• Page excerpt:
BEGIN
Once I’m happy with how the tests went, I’ll dip my brush into ink and place each major line exactly where they need to go, allowing smaller lines such as textures and shadows to manifest as I work. The pieces I made for Solace took about 6 hours each using this process.

My favorite part of the process is falling into the process. If I enter a flow state, I can work and have no idea how long I’m working for and it is bliss. This does not always happen, however, which can be quite gruesome to witness. My husband once came home to find me painting and angry-crying over a watercolor painting of lily pads that was taking too long. It was not a good time. The painting turned out great, though.

You created four original art pieces for the book. What inspired this particular character that we’re encountering in each season?

The artsy-fartsy answer, and the one that’s more true to how it actually happened, is that the character felt like they belonged there, so I put them there.
END
(Excerpts from a point labeling dataset)
BEGIN
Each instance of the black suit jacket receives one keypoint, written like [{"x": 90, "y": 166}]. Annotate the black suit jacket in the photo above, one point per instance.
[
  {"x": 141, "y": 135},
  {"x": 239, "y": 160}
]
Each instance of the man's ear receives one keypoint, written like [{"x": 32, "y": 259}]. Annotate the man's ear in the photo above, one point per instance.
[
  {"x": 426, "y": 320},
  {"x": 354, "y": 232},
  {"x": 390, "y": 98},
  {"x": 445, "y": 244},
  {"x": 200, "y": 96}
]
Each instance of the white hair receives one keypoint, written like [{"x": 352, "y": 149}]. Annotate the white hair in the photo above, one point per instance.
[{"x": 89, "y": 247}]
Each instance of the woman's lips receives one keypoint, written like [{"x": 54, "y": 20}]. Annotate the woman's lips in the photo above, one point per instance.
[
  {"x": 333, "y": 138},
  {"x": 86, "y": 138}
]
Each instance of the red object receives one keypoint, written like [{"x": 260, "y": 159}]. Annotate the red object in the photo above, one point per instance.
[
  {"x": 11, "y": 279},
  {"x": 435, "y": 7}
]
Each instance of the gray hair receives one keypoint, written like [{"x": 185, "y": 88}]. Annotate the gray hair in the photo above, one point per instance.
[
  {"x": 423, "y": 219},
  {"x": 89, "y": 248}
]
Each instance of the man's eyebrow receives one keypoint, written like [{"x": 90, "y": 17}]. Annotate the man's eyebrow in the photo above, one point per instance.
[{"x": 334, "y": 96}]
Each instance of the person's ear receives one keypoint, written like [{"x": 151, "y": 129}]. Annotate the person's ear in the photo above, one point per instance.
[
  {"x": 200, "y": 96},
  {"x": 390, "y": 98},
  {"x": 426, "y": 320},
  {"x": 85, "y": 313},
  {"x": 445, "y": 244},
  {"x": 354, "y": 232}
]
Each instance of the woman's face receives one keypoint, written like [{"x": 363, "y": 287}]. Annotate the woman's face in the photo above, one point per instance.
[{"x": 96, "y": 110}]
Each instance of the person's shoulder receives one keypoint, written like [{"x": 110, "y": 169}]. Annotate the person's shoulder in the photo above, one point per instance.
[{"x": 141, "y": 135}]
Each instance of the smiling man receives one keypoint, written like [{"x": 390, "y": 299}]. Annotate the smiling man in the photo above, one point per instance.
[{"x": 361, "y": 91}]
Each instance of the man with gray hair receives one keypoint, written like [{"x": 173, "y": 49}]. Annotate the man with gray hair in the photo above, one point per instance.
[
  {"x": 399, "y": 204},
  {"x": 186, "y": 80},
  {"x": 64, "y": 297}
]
END
• Task list:
1. According to the interview excerpt, how long did each piece made for Solace take?
2. Please find every line in the records that contains the string "woman", with case counting.

• Full answers:
1. About 6 hours each.

2.
Each instance of the woman's lips receives one keypoint, written like [{"x": 54, "y": 20}]. Annotate the woman's lips in the photo above, one point per instance.
Each instance of the woman's face receives one keypoint, written like [{"x": 363, "y": 287}]. Annotate the woman's face in the photo above, one point per instance.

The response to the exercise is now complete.